Records from a collection
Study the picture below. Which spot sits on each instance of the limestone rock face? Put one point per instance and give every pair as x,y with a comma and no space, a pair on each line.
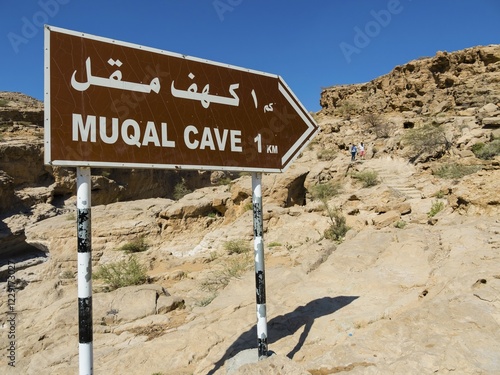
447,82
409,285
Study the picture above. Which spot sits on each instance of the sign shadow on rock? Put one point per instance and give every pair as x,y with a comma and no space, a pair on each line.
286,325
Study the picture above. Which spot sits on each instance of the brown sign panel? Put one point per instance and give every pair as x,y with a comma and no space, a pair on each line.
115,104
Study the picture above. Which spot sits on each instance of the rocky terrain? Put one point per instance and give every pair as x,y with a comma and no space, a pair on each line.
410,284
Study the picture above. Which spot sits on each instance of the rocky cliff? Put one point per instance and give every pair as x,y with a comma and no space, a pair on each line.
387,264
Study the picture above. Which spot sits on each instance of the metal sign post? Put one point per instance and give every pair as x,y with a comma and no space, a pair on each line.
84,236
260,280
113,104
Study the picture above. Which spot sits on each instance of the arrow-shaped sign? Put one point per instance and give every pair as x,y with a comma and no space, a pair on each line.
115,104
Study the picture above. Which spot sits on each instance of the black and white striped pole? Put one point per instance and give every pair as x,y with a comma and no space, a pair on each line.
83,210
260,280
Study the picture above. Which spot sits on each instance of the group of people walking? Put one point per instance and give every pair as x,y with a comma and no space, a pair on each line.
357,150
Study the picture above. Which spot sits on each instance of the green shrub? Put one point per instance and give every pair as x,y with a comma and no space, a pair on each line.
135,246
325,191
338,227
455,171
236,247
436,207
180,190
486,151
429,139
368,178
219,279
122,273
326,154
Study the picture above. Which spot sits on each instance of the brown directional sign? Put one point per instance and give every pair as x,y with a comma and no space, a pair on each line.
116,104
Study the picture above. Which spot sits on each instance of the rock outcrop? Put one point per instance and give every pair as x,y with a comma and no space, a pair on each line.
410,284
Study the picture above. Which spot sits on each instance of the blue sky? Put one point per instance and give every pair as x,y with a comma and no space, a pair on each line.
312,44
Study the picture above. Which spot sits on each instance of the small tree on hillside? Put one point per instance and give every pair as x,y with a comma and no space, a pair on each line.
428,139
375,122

[What the exercise asks]:
Set down the records again verbatim, with no pictures.

[Result for this exercise]:
Study the picture below. Which spot sits on each instance of the limestone rock face? Put one point per instance and give every pair as x,y with a comma and no space, a pair on each line.
447,82
409,285
Study the picture above. Which spot sits on each instance of the sign shadow on rock? Put one point per instance and give every pair as x,y with a comma and no space, a pair on each line.
286,325
Study the picture above. Which spot sits on each instance of the brown sign panel? Put one point per instance and give every pair as x,y with a comma and no space, a pair on each line.
115,104
Study the picture above. Which spot sits on each instance of the rocky terrain? Put one point per instance and give every pair as x,y with a comma and no space, a pair on each line.
410,284
Study the picture above. Which spot sits on each instance of the rocky cliff? Put one point per instance and give every pair as x,y with a comma and no space, a pair on each line.
387,264
Study the picture above. Which spot sits on each instance of the metal sign post? Put one point per instance and give every pair as x,y with a comma and no space, a pair on each line.
84,236
260,280
113,104
Study the picture above. Which spot sits on each instance of the arrow-shaped sign? Put one point per instance and give every pair as x,y with a comma and no space, a pair on each line.
115,104
Study the picture above. Which spot sits on each instance of the black and white striped pole? Put one point per instance and give every pair as x,y with a comma and no space, a pair on each line.
83,210
260,280
Study the picture above. Which spot sits on each instance of the group of people walking? Put one point per instance and give every pair as x,y with a comma and no space, a pair on each line.
357,150
Study the picture above. Which spot sits on each instance of the green shrub? Put one point per instance and give every pair as x,y with a comma and no space, a pair on each line.
135,246
325,191
338,227
455,171
236,247
436,207
180,190
486,151
429,139
368,178
219,279
122,273
326,154
Study the picture above. Which spot sits on each instance of the brown directional sign? Put one point per instance and give every pair as x,y with a comma and no space, a pair on each line.
116,104
Study the picture above. Which spot sits on each instance of the rock outcrop? Put one point per instance and give every pair as x,y with a comma and no space, a pair on each line.
410,284
Study the picture above. Which spot sits on each instance of the blue sky? Put one point per instance and give every pair as x,y with a comma and no space, a pair on each line.
312,44
Study the picture above. Which spot sits on each instance of the small tree on hillside? Put one point per instance and give every pair as x,y with a comma and no space, a pair on each line.
428,139
375,122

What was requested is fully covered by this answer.